Update the data below from the line containing "frost-covered tree present." through the line containing "[0,0,550,101]" by changing "flagged" to "marked", and return only those lines with nothing else altered.

## Given data

□ □ □ □

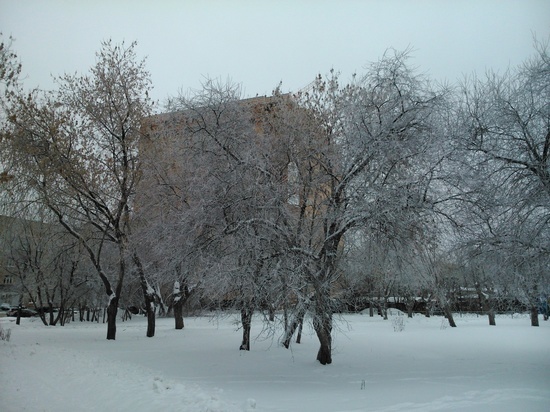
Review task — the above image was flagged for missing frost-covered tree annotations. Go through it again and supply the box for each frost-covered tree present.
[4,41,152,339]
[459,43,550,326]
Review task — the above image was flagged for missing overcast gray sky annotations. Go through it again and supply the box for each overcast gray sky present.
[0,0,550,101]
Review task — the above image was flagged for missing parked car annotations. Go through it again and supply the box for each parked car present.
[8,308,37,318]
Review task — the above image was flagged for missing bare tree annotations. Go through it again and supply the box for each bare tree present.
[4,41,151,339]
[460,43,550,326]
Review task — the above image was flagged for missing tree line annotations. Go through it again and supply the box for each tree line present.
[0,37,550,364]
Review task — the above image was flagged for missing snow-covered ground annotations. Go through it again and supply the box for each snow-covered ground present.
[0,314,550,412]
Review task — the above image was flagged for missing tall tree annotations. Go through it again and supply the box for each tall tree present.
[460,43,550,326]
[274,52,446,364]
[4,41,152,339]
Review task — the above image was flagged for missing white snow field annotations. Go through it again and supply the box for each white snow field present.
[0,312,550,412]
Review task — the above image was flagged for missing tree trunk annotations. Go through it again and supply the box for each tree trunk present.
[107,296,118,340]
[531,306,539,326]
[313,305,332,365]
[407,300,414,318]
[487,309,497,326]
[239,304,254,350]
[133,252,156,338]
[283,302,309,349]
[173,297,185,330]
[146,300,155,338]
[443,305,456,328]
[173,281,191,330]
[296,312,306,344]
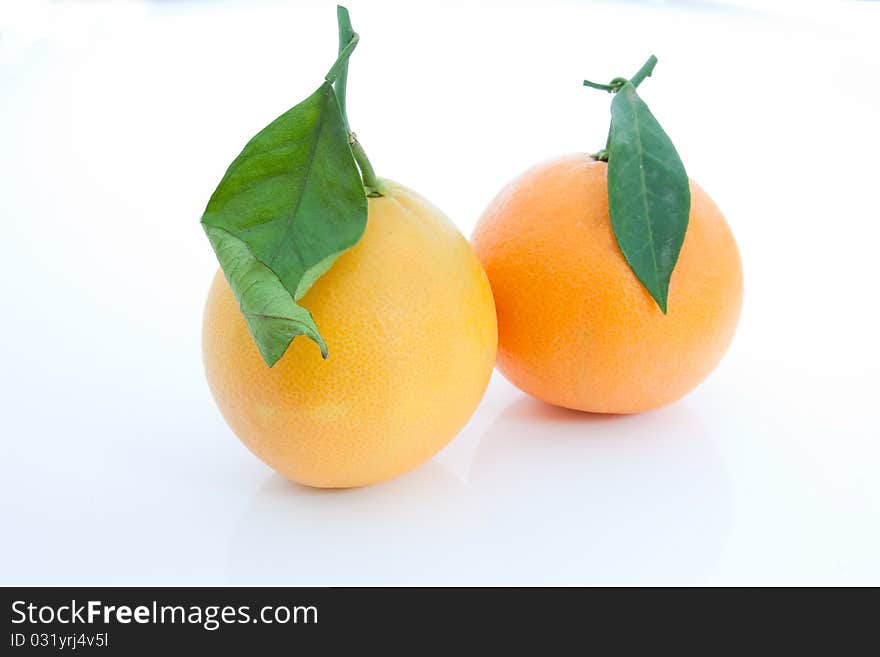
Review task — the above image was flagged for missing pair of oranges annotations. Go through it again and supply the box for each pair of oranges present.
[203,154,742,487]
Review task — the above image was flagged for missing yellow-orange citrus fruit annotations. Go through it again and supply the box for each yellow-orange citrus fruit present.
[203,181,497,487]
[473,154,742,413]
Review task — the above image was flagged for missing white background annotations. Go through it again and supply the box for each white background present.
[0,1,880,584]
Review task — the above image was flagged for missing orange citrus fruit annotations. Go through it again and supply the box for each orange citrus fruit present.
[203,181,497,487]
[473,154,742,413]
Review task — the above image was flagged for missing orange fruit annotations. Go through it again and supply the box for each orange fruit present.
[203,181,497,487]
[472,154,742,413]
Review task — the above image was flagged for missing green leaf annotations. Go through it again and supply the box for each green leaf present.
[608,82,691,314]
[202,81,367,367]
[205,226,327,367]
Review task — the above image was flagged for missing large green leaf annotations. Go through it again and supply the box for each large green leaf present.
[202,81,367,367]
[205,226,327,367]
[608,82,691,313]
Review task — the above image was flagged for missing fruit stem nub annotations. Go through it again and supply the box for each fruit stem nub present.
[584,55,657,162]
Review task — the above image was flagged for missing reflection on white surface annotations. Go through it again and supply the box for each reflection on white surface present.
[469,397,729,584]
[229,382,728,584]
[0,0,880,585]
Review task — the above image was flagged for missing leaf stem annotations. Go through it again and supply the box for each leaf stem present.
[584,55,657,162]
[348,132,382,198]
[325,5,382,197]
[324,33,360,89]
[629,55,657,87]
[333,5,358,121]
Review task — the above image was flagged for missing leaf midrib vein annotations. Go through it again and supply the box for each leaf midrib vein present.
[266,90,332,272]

□ □ □ □

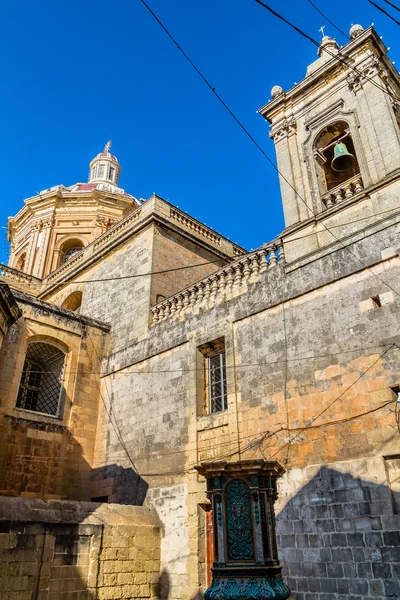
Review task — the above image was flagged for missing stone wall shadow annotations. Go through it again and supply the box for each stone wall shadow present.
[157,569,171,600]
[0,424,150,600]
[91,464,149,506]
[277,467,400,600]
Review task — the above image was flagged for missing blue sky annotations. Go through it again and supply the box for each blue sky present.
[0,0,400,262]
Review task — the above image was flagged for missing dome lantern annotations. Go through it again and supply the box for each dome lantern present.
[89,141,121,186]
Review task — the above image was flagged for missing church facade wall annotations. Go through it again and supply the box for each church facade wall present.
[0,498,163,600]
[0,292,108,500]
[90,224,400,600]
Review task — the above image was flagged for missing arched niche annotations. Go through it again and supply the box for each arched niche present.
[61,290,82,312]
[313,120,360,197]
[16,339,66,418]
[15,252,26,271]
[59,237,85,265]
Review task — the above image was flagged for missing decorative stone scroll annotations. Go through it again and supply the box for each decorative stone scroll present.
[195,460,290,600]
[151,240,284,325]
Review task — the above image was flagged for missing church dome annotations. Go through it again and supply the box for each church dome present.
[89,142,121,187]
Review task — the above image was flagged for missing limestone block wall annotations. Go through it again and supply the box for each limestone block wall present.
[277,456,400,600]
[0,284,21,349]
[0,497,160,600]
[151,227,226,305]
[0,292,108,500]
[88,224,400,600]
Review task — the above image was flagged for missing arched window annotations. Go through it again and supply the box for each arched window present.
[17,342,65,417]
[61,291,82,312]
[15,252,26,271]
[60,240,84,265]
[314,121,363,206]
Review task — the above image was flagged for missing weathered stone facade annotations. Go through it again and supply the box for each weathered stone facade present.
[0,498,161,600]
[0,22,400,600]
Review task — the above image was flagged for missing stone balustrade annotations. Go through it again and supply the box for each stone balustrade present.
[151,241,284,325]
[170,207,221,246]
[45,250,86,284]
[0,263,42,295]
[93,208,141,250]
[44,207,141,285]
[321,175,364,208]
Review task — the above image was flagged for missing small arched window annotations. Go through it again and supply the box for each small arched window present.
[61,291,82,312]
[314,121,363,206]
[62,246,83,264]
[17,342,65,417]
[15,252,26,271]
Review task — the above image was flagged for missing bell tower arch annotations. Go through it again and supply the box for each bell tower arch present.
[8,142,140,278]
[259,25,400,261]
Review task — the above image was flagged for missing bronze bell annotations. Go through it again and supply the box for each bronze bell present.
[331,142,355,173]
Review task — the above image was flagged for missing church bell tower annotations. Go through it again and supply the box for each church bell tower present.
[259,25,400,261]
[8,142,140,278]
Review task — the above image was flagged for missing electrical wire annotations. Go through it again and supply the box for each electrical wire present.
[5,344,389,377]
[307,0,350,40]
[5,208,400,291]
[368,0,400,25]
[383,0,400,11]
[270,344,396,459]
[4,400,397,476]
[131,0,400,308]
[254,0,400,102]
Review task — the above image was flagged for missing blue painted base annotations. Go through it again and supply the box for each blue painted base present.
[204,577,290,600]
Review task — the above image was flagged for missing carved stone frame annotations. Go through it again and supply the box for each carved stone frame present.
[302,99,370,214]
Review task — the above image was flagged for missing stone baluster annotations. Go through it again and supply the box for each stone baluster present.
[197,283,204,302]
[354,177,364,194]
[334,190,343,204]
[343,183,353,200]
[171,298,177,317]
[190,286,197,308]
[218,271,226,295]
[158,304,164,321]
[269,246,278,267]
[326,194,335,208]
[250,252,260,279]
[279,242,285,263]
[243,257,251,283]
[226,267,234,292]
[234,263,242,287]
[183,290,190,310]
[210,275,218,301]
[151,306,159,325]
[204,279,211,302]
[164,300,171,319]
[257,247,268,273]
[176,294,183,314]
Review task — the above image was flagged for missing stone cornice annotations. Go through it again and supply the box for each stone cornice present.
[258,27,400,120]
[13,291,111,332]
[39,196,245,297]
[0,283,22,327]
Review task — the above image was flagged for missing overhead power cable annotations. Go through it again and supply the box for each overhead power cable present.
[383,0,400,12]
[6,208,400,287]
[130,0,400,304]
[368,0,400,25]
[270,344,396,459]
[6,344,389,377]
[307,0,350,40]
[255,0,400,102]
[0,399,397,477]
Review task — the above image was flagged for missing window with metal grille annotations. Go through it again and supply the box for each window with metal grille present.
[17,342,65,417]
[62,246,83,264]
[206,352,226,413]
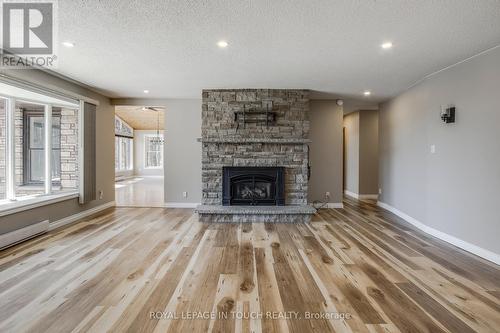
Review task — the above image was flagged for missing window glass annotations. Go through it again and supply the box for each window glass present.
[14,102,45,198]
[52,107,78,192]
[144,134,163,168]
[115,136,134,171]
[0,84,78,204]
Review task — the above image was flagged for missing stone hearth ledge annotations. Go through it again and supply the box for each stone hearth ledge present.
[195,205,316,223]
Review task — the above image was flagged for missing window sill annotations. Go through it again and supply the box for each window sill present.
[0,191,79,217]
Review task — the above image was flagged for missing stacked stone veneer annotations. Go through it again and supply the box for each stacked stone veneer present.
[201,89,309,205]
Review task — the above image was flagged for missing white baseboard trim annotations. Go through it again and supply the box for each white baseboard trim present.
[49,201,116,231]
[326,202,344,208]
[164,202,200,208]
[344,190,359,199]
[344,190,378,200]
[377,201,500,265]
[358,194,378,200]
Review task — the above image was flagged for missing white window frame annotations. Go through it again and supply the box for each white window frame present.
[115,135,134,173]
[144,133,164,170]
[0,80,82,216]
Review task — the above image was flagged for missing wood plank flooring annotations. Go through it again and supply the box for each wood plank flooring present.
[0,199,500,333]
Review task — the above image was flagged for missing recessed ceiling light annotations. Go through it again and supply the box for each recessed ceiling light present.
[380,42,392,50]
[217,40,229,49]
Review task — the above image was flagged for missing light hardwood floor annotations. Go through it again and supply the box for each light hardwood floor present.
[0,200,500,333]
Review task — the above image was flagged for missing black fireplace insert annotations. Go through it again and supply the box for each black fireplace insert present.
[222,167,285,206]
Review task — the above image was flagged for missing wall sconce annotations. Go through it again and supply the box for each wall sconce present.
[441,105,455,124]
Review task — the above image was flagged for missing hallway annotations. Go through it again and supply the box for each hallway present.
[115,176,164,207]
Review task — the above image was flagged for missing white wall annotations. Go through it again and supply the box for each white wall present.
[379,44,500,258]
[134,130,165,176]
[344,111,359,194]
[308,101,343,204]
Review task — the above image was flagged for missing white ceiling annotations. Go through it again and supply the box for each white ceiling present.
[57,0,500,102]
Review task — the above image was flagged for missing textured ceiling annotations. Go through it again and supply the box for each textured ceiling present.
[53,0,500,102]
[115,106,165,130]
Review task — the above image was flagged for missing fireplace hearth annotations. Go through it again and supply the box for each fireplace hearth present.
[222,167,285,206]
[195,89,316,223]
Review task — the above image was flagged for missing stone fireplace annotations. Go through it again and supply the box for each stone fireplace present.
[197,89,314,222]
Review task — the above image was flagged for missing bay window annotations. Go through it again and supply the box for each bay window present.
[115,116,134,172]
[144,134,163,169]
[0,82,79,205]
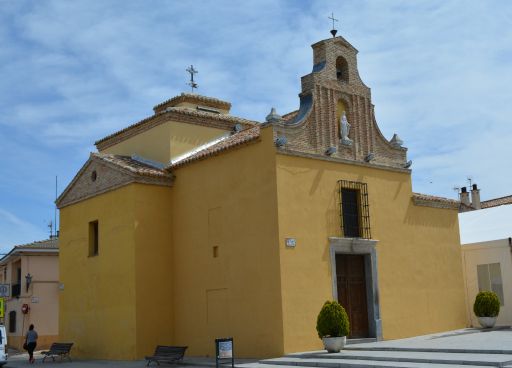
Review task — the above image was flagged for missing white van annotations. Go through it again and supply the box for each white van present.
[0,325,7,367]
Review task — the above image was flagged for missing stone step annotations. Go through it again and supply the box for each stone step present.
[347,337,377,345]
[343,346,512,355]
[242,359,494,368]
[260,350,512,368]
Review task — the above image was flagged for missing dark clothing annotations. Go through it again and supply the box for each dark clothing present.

□ □ □ □

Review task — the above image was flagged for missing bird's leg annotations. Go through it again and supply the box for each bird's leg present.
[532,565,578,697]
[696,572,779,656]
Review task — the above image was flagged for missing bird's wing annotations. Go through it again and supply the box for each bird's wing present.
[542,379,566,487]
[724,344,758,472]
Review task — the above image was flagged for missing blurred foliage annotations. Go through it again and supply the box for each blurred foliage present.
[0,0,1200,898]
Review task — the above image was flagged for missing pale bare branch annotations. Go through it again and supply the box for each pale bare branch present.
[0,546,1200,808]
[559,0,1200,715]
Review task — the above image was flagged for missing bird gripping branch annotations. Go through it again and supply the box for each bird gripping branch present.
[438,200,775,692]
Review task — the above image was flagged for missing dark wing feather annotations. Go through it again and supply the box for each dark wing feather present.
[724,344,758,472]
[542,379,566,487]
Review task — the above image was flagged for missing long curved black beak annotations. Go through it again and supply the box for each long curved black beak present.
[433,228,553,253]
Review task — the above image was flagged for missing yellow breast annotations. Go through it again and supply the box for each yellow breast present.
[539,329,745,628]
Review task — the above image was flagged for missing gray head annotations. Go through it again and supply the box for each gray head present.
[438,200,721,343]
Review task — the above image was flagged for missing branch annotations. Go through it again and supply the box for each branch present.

□ □ □ □

## Response
Review task — the above image was marked for missing frost-covered tree annotations. Go through it again and supply the box for each frost-covered tree present.
[4,41,152,339]
[459,43,550,326]
Review task — the above image was marked for missing overcast gray sky annotations. Go through it again and supply the box for each overcast gray sky present.
[0,0,550,101]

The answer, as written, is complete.